▶ [ACCIONES REQUERIDAS]
[A] Según el fragmento sobre los derechos y los deseos, ¿a qué tienen que responder los derechos?
[B] Indique si cada afirmación concuerda con el fragmento sobre los derechos y los deseos. Responda sí o no y cite literalmente las palabras decisivas. (i) Los deseos son ilegítimos. (ii) Los derechos deben poder ser garantizados por los poderes públicos. (iii) Los deseos son sentimientos subjetivos de los individuos.
[C] Resuma en dos oraciones el fragmento sobre los derechos y los deseos.

▶ [FRAGMENTO DE LECTURA]

Pero los derechos no pueden ser confundidos con los deseos, tal y como está ocurriendo en las sociedades opulentas en la actualidad, donde la realidad objetiva se ha transformado en una suerte de fábrica de fantasía donde cada día se patenta un derecho nuevo: el derecho a ser feliz, el derecho a tener hijos –aunque sea comprándolos–, el derecho a cambiar de sexo, el derecho a ser rico, el derecho a tirarse desde un quinto piso.

Los derechos tienen que responder a necesidades objetivas, afectar a un gran número de personas, ser racionales y poder ser garantizados por los poderes públicos.

Los deseos son muy legítimos, pero no se pueden convertir en derechos, porque los deseos son sentimientos subjetivos de los individuos por muy extendidos que estén: yo puedo desear ser famosa, pero eso no lo convierte en un derecho, ni puede ser convertido en objetivo político.

▶ [MATERIAL DE CONSULTA]
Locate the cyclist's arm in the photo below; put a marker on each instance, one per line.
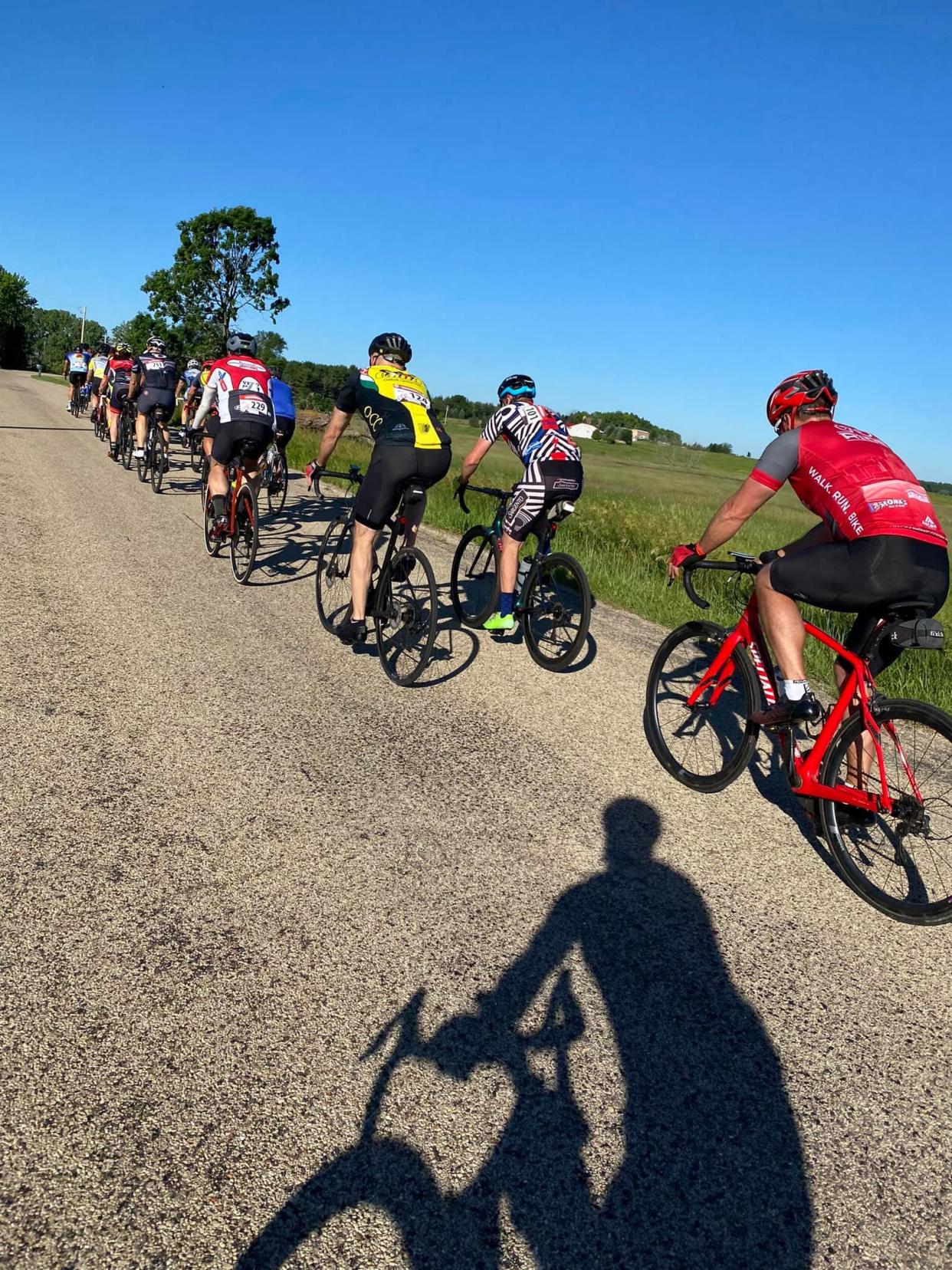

▶ [RESULTADOS POR TAREA]
[A] A necesidades objetivas.

[B]
(i) No: «Los deseos son muy legítimos».
(ii) Sí: «poder ser garantizados por los poderes públicos».
(iii) Sí: «los deseos son sentimientos subjetivos de los individuos».

[C] Los derechos no deben confundirse con los deseos, como ocurre hoy en las sociedades opulentas, donde cada día se patenta un derecho nuevo. Los derechos deben responder a necesidades objetivas, afectar a muchas personas, ser racionales y poder ser garantizados por los poderes públicos, mientras que los deseos, aunque legítimos, son sentimientos subjetivos que no pueden convertirse en derechos.